→ Selected excerpt
::::::::

Kaius Tuori. Empire of Law: Nazi Germany, Exile Scholars and the Battle for the Future of Europe
European law; Roman law; legal and political identity
Oxford University Press
The American Historical Review
Copyright of Oxford University Press
In times of anomie and crisis, intellectuals search for shared ties capable of knitting the torn social order back together. Kaius Tuori’s book argues that the efforts of twentieth-century German legal scholars to derive a common European identity from a millennia-old European legal tradition expresses just such a quest for unity after the catastrophe of National Socialism. Seared by war and dictatorship, they altered their research to emphasize a shared “common legal heritage that could form a foundation for [Europe’s] future integration” (2). Because the cradle of this heritage was Roman law, Tuori’s focus is on German scholars who championed Roman Law as the genesis of a European legal and political identity. Moreover, these figures offered cosmopolitan Roman Law as an alternative to the totalitarianisms of the right and the left.

::::::::

→ Excerpted data

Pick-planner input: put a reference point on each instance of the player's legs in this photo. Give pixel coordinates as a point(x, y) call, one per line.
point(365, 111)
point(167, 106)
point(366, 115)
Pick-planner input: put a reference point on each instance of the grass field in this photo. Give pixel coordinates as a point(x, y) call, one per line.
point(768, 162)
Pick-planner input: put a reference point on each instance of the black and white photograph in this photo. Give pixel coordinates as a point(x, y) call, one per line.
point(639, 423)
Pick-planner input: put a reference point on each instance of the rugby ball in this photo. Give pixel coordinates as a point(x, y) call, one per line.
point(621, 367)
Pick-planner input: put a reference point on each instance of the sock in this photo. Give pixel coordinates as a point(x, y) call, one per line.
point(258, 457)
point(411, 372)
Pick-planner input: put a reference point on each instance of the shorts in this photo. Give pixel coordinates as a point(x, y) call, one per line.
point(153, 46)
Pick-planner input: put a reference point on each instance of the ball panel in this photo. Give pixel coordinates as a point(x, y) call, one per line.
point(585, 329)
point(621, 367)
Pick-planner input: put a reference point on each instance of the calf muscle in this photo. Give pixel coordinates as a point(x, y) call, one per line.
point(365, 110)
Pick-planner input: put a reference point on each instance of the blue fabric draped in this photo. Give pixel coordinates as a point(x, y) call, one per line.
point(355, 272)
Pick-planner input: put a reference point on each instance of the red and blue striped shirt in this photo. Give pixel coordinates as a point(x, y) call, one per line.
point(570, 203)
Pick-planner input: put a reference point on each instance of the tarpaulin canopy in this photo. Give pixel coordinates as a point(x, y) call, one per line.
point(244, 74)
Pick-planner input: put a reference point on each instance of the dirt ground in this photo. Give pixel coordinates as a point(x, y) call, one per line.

::::::::

→ Tasks and exercises
**a.** Answer these questions from the review of Empire of Law, each answer on its own line, marked as the questions are:
(i) Which publisher is listed for the book?
(ii) According to the review, what was the cradle of the common legal heritage?
(iii) To what did the scholars offer cosmopolitan Roman law as an alternative?
**b.** Condense the paragraph of the Empire of Law review that begins "In times of anomie and crisis" into a shorter version that keeps its main facts.
**c.** Please write the next paragraph of the Empire of Law review, picking up after its last sentence.
The records play no part in what comes next.

→ Task-by-task outputs
**a.**
(i) Oxford University Press
(ii) Roman law
(iii) The totalitarianisms of the right and the left

**b.** Intellectuals in times of crisis look for shared ties to mend the social order. Kaius Tuori's book argues that twentieth-century German legal scholars, scarred by war and dictatorship after National Socialism, sought such unity. They turned their research toward a common European legal heritage that could ground Europe's future integration. Since that heritage began with Roman law, the book focuses on German scholars who promoted Roman law as the source of European legal and political identity. They offered cosmopolitan Roman law as an alternative to totalitarianism of both right and left.

**c.**
Tuori’s study rests on two groups of German Roman Law scholars active between 1933 and 1964. The first consists of figures who were either exiled or marginalized during the Third Reich: Fritz Schulz, Fritz Pringsheim, and Paul Koschaker. Figures in the second group, by contrast, remained in Germany during the Third Reich as either collaborators or bystanders: Franz Wieacker and Helmut Coing. Each one of Tuori’s five chapters is devoted to one of these scholars as he reevaluates the Western legal tradition, seeking within it the traces of a humane, rights-centered jurisprudence as a response to the crisis of Nazism and communism. The author’s analysis throughout seeks to answer two questions: how the theory of a shared European legal heritage emerged and was affected by totalitarianism and the experience of exile; and second, how the theory became dominant, buoyed by legal, political, and cultural factors.